[Source data]
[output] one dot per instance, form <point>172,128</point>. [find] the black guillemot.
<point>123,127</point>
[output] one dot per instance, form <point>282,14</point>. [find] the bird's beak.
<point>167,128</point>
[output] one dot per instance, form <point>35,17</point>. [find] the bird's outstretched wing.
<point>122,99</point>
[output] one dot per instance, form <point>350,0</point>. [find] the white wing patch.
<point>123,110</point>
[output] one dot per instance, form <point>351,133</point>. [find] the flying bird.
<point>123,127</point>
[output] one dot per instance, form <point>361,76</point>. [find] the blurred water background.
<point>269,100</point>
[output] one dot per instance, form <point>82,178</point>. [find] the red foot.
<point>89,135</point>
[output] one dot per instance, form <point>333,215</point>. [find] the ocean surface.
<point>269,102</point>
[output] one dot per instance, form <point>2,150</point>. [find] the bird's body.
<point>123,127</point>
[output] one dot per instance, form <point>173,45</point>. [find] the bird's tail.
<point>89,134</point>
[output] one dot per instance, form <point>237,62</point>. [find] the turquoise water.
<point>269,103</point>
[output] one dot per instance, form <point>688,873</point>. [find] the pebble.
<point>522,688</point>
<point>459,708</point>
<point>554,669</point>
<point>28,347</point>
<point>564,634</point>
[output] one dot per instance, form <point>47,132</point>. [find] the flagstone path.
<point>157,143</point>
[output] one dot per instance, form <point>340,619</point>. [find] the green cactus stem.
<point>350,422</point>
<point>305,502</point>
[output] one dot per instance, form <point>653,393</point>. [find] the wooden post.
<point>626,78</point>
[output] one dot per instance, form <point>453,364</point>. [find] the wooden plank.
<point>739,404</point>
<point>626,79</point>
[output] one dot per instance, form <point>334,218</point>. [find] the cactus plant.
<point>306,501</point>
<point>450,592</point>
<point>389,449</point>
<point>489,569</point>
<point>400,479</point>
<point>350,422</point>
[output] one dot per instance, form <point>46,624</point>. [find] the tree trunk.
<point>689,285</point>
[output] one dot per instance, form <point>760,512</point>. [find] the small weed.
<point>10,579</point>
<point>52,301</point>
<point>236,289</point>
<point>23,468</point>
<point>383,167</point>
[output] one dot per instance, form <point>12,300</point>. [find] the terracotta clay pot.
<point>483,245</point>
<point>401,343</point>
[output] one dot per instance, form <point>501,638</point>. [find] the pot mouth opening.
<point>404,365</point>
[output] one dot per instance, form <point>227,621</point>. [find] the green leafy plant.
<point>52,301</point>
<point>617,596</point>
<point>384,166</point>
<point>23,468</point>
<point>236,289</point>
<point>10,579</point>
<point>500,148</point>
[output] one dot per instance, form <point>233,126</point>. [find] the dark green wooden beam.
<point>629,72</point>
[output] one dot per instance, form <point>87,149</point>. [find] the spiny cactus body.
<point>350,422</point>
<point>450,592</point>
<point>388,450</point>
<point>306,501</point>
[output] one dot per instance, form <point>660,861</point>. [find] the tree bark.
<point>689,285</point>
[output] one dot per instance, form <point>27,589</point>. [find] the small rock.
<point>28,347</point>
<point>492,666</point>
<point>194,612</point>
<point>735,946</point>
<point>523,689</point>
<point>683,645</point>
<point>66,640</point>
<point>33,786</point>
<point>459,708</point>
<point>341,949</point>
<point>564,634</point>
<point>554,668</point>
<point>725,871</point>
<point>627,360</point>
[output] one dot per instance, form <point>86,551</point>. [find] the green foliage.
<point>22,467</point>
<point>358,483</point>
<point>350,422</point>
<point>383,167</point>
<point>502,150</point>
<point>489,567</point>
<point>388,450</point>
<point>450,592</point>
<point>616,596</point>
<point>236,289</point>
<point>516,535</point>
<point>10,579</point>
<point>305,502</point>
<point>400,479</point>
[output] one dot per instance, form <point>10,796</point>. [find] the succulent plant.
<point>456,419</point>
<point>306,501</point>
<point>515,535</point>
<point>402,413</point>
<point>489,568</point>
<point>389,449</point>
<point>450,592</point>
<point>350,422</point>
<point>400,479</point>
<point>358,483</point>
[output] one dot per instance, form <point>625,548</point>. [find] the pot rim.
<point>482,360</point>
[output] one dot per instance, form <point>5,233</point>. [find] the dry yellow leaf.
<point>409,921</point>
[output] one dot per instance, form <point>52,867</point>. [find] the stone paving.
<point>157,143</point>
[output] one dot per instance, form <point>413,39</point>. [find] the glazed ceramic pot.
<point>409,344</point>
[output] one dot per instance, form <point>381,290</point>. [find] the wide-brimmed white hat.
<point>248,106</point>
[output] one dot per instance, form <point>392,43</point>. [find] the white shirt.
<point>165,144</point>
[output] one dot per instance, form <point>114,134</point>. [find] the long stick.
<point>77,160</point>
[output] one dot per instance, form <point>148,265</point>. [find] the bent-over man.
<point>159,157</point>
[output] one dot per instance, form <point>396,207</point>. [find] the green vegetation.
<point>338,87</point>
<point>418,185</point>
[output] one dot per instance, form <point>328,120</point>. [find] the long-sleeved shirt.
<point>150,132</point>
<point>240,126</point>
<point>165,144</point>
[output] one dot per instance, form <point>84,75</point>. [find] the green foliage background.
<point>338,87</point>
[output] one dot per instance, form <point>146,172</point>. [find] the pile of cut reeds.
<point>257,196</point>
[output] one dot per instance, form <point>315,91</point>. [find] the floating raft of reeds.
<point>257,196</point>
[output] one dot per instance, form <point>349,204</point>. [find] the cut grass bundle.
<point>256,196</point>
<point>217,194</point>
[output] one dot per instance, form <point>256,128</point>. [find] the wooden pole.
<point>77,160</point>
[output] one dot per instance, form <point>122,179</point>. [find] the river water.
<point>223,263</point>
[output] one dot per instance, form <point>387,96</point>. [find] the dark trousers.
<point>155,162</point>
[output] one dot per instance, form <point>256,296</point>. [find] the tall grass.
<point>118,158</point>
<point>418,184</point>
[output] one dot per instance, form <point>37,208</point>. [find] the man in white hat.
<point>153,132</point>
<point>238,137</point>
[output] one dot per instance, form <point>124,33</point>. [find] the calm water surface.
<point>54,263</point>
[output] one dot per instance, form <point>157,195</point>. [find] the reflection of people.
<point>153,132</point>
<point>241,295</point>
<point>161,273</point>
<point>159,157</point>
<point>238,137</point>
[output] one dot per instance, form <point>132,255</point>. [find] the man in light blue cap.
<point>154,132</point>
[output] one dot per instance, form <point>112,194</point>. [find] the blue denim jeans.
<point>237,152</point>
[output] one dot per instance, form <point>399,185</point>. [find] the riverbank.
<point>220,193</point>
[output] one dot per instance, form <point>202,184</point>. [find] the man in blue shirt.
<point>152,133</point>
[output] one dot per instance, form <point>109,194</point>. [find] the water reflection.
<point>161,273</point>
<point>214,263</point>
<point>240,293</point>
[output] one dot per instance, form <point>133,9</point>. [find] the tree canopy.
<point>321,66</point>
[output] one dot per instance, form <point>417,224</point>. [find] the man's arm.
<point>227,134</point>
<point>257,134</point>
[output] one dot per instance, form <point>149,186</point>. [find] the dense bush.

Task prompt =
Print out the complete data above, character for character.

Response =
[output] one dot per instance, form <point>172,128</point>. [find] the black guillemot.
<point>123,127</point>
[output] one dot per instance, form <point>282,14</point>. [find] the bird's beak.
<point>167,128</point>
[output] one dot per instance, form <point>35,17</point>. [find] the bird's outstretched wing.
<point>122,99</point>
[output] one dot per instance, form <point>350,0</point>. [find] the white wing patch.
<point>123,110</point>
[output] one dot per instance, form <point>351,133</point>. [find] the flying bird.
<point>123,127</point>
[output] one dot per instance, form <point>361,76</point>. [find] the blurred water background.
<point>269,100</point>
[output] one dot per instance, form <point>82,178</point>. [find] the red foot.
<point>89,135</point>
[output] one dot per instance, form <point>333,215</point>. [find] the ocean surface.
<point>269,102</point>
[output] one dot per instance, form <point>2,150</point>. [find] the bird's body.
<point>123,127</point>
[output] one dot per instance, form <point>173,45</point>. [find] the bird's tail.
<point>89,134</point>
[output] one dot per instance, form <point>237,62</point>. [find] the turquoise water.
<point>269,103</point>
[output] one dot per instance, form <point>688,873</point>. [find] the pebble.
<point>522,688</point>
<point>459,708</point>
<point>554,669</point>
<point>28,347</point>
<point>564,634</point>
[output] one dot per instance, form <point>47,132</point>. [find] the flagstone path.
<point>157,143</point>
[output] one dot per instance, form <point>340,619</point>. [find] the green cactus stem.
<point>350,422</point>
<point>305,502</point>
[output] one dot per instance, form <point>653,393</point>. [find] the wooden post.
<point>626,78</point>
[output] one dot per instance, form <point>453,364</point>. [find] the wooden plank.
<point>739,404</point>
<point>626,79</point>
[output] one dot per instance, form <point>334,218</point>. [find] the cactus plant.
<point>306,501</point>
<point>450,592</point>
<point>389,449</point>
<point>489,569</point>
<point>400,479</point>
<point>350,422</point>
[output] one dot per instance, form <point>46,624</point>. [find] the tree trunk.
<point>689,285</point>
[output] one dot per instance, form <point>760,512</point>. [find] the small weed.
<point>10,579</point>
<point>52,301</point>
<point>236,289</point>
<point>23,468</point>
<point>383,167</point>
[output] one dot per instance, form <point>12,300</point>. [find] the terracotta clay pot.
<point>483,245</point>
<point>401,343</point>
[output] one dot per instance, form <point>501,638</point>. [find] the pot mouth opening.
<point>404,365</point>
[output] one dot per instance, form <point>227,621</point>. [find] the green leafy plant.
<point>52,301</point>
<point>617,596</point>
<point>384,166</point>
<point>23,468</point>
<point>236,289</point>
<point>10,579</point>
<point>500,148</point>
[output] one dot per instance, form <point>233,126</point>. [find] the dark green wooden beam.
<point>629,72</point>
[output] one dot per instance, form <point>87,149</point>. [find] the spiny cactus body.
<point>350,422</point>
<point>450,592</point>
<point>388,450</point>
<point>306,501</point>
[output] one dot per instance, form <point>660,861</point>. [find] the tree bark.
<point>689,285</point>
[output] one dot per instance, form <point>27,589</point>. [find] the small rock.
<point>28,347</point>
<point>492,666</point>
<point>194,612</point>
<point>735,946</point>
<point>523,689</point>
<point>683,645</point>
<point>66,640</point>
<point>33,786</point>
<point>459,708</point>
<point>341,949</point>
<point>564,634</point>
<point>554,668</point>
<point>725,871</point>
<point>627,360</point>
[output] one dot per instance, form <point>86,551</point>. [find] the green foliage.
<point>22,467</point>
<point>358,483</point>
<point>350,422</point>
<point>383,167</point>
<point>502,150</point>
<point>489,567</point>
<point>388,450</point>
<point>450,592</point>
<point>616,596</point>
<point>236,289</point>
<point>516,535</point>
<point>10,579</point>
<point>305,502</point>
<point>400,479</point>
[output] one dot per instance, form <point>10,796</point>. [find] the succulent plant.
<point>456,419</point>
<point>306,501</point>
<point>515,535</point>
<point>402,413</point>
<point>489,568</point>
<point>389,449</point>
<point>450,592</point>
<point>350,422</point>
<point>400,479</point>
<point>358,483</point>
[output] one dot per instance, form <point>625,548</point>. [find] the pot rim.
<point>482,360</point>
[output] one dot per instance, form <point>5,233</point>. [find] the dry yellow leaf.
<point>409,921</point>
[output] one dot per instance, form <point>52,867</point>. [find] the stone paving.
<point>157,143</point>
[output] one dot per instance, form <point>413,39</point>. [find] the glazed ceramic pot.
<point>409,344</point>
[output] one dot per instance, form <point>381,290</point>. [find] the wide-brimmed white hat.
<point>248,106</point>
[output] one dot per instance, form <point>392,43</point>. [find] the white shirt.
<point>165,144</point>
[output] one dot per instance, form <point>114,134</point>. [find] the long stick.
<point>77,160</point>
[output] one dot per instance, form <point>148,265</point>. [find] the bent-over man.
<point>159,157</point>
[output] one dot per instance, form <point>396,207</point>. [find] the green vegetation.
<point>338,87</point>
<point>418,185</point>
[output] one dot per instance, form <point>328,120</point>. [find] the long-sleeved shirt.
<point>150,132</point>
<point>240,126</point>
<point>165,144</point>
[output] one dot per instance, form <point>84,75</point>. [find] the green foliage background.
<point>338,87</point>
[output] one dot per instance, form <point>146,172</point>. [find] the pile of cut reeds.
<point>257,196</point>
[output] one dot per instance, form <point>315,91</point>. [find] the floating raft of reeds.
<point>257,196</point>
[output] one dot per instance, form <point>349,204</point>. [find] the cut grass bundle.
<point>256,196</point>
<point>217,194</point>
[output] one dot per instance, form <point>256,128</point>. [find] the wooden pole.
<point>77,160</point>
[output] one dot per instance, form <point>122,179</point>. [find] the river water.
<point>223,263</point>
[output] one dot per instance, form <point>387,96</point>. [find] the dark trousers.
<point>155,162</point>
[output] one dot per instance, form <point>256,296</point>. [find] the tall grass.
<point>118,158</point>
<point>418,184</point>
[output] one dot per instance, form <point>37,208</point>. [find] the man in white hat.
<point>153,132</point>
<point>238,137</point>
[output] one dot per instance, form <point>124,33</point>. [find] the calm water surface.
<point>54,263</point>
[output] one dot per instance, form <point>157,195</point>. [find] the reflection of people.
<point>153,132</point>
<point>241,295</point>
<point>161,273</point>
<point>159,157</point>
<point>238,137</point>
[output] one dot per instance, form <point>132,255</point>. [find] the man in light blue cap.
<point>154,132</point>
[output] one dot per instance, form <point>112,194</point>. [find] the blue denim jeans.
<point>237,152</point>
[output] one dot per instance, form <point>399,185</point>. [find] the riverbank.
<point>220,193</point>
[output] one dot per instance, form <point>202,184</point>. [find] the man in blue shirt.
<point>152,133</point>
[output] one dot per instance, form <point>109,194</point>. [find] the water reflection.
<point>161,273</point>
<point>214,263</point>
<point>240,293</point>
[output] one dot per instance, form <point>133,9</point>. [find] the tree canopy.
<point>321,66</point>
[output] one dot per instance, form <point>417,224</point>. [find] the man's arm.
<point>227,134</point>
<point>257,134</point>
[output] one dot per instance, form <point>149,186</point>. [find] the dense bush.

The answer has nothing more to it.